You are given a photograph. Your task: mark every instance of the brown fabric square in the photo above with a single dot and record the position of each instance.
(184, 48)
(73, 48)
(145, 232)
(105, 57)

### GIVEN TASK:
Rewrite the items with "tan cloth patch" in place of "brown fabric square", leaving everything else unchanged.

### SOLUTION TO THE EXERCISE:
You are given a photograph. Your task: mark every instance of the tan cloth patch in the photo above with a single dot and record the position of each instance.
(184, 48)
(73, 48)
(145, 232)
(105, 57)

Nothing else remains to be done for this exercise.